▸ EXERCISE BRIEF: Rewrite all lines of the records below, requests included, with each point coordinate in the answers multiplied by 0.8 and rounded to a whole number, halves rounded up. Keep the numbers in the requests and their samples unchanged, and leave the pictures out.

▸ INFORMATION PROVIDED:
__________
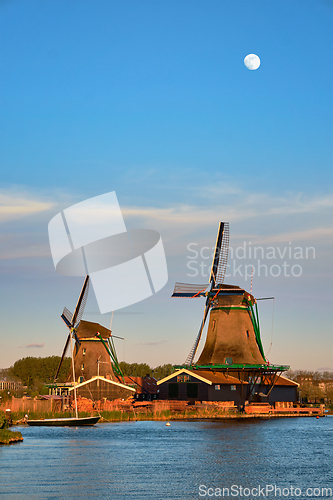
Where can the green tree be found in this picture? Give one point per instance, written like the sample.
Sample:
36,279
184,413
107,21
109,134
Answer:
34,372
__________
▸ EXERCISE SOLUTION:
Where can the green tree be found in this picture? Give one point per instance, written like the sample.
Sample:
36,279
184,413
107,21
109,134
Answer:
27,298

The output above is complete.